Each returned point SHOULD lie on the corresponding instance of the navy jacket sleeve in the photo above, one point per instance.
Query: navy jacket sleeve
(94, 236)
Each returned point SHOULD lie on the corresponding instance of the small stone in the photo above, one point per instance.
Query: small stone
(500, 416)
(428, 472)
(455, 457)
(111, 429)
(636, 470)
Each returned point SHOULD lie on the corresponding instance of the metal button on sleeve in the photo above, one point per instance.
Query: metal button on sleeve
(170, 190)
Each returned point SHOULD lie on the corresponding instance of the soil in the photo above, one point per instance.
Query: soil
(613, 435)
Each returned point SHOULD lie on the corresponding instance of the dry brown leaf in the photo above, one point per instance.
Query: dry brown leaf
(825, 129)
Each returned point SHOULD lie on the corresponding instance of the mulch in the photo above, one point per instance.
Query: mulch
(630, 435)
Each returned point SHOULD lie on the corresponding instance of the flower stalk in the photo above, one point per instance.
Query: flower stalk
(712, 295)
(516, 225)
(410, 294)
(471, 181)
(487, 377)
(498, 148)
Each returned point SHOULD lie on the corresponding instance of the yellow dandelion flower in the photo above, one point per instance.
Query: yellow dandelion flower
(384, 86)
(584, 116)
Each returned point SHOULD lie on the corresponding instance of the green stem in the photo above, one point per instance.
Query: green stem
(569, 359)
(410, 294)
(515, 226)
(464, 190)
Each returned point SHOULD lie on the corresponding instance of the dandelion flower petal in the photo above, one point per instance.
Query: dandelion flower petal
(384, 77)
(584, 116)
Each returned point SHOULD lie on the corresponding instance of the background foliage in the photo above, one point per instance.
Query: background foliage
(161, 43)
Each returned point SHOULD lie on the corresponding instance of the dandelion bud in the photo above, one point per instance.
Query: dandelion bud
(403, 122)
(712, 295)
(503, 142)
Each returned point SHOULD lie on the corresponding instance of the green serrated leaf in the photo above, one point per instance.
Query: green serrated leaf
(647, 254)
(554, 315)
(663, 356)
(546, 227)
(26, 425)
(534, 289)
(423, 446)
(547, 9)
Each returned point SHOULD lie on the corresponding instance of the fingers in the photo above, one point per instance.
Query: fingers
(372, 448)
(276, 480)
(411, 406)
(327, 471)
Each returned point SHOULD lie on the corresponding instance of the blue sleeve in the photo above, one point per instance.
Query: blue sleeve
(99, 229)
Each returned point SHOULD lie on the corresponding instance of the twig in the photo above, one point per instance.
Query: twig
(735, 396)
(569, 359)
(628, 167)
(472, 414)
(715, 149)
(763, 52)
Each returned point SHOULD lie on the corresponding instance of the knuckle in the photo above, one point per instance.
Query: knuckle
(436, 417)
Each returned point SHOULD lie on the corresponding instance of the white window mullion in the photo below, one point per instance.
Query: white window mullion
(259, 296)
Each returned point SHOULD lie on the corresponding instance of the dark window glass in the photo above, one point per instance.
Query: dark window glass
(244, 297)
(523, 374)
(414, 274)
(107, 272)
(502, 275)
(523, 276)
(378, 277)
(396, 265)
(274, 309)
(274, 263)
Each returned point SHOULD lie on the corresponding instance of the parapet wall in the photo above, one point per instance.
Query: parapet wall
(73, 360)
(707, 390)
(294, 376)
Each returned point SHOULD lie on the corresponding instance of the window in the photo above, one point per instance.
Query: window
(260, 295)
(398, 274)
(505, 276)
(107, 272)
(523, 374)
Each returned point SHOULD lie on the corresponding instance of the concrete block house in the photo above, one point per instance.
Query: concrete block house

.....

» YOUR ASSIGNMENT: Every single record is to be set down again, unaltered.

» ANSWER BELOW:
Each returned point SHOULD lie on the corresponding instance of the navy jacket sleeve in the photo above, one point per instance.
Query: navy jacket sleeve
(94, 236)
Each returned point SHOULD lie on the corresponding instance of the small stone in the photo above, one point per instance.
Query: small stone
(500, 416)
(428, 472)
(455, 457)
(111, 429)
(636, 470)
Each returned point SHOULD lie on the corresponding instance of the metal button on sleeve in the photo above, one point per instance.
Query: metal button on sleeve
(170, 190)
Each returned point SHOULD lie on the corresponding instance of the soil in the photo above, one point per instance.
Query: soil
(613, 435)
Each returned point SHOULD lie on the corresponding instance of the dry brown leaf in the photo above, one point per instance.
Query: dry brown leaf
(825, 129)
Each returned point SHOULD lie on the corresponding instance of the mulch in the photo above, one point per instance.
Query: mulch
(630, 435)
Each returned point SHOULD lie on the corresponding instance of the flower stalk in the photo above, one point per instance.
Query: flower stalk
(712, 295)
(516, 225)
(410, 294)
(471, 181)
(487, 377)
(498, 148)
Each returned point SHOULD lie on the corresponding instance of the yellow dandelion flower in the photo above, one point per instance.
Query: yellow dandelion flower
(384, 86)
(584, 116)
Each returned point SHOULD lie on the corresponding instance of the green stem in the photo above, one point per instance.
Query: green stem
(569, 359)
(410, 294)
(515, 226)
(464, 190)
Each returned point SHOULD lie on the corresponding instance of the dandelion flower petal in the photo above, one point per instance.
Query: dandelion flower petal
(384, 77)
(584, 116)
Each returned point SHOULD lie on the corresponding instance of the background foliage in the photo above, one point per instance.
Query: background foliage
(161, 43)
Each returned point SHOULD lie on the corresponding instance of the dandelion bud in the photo above, one point per instance.
Query: dandelion bud
(403, 122)
(712, 295)
(503, 142)
Each returned point SHOULD lie on the corresponding instance of the green serrated leaf in the photo above, one point per instance.
Query: green serrated leaf
(647, 254)
(554, 315)
(663, 356)
(546, 227)
(26, 425)
(534, 289)
(423, 446)
(547, 9)
Each returned point SHOULD lie on the corresponding instance of the fingers in the photo above, one point per instance.
Query: fingers
(372, 448)
(276, 480)
(411, 406)
(327, 471)
Each returned point SHOULD lie on the corresponding instance of the blue sleeve in the photo above, one point per instance.
Query: blue sleeve
(99, 229)
Each returned point SHOULD lie on the corresponding instance of the twig in the photo above, one point per instance.
Query: twig
(735, 396)
(569, 359)
(628, 167)
(472, 414)
(715, 149)
(763, 52)
Each returned point SHOULD lie on the corresponding instance of the knuckle in the photo above, one point per instance.
Query: knuckle
(436, 417)
Each returned point SHOULD lie on the corresponding instance of the white window mullion in the photo below, one point per instance.
Query: white window mullion
(259, 296)
Each returned point SHOULD lie on the corresponding instance of the dark window glass in the photo above, one point per instance.
Query: dark window glass
(244, 297)
(523, 374)
(414, 274)
(107, 272)
(502, 275)
(523, 276)
(378, 277)
(396, 265)
(274, 309)
(274, 263)
Each returned point SHOULD lie on the corresponding instance of the parapet wall in the photo above, one point per instance.
Query: parapet wall
(73, 360)
(707, 390)
(294, 376)
Each returned point SHOULD lie on the corresponding instance of the window in the photo above, one point per instance.
Query: window
(260, 295)
(398, 274)
(505, 276)
(107, 272)
(523, 374)
Each returned point SHOULD lie on the corresponding instance of the concrete block house in the photo above, one point per instance.
Query: concrete block house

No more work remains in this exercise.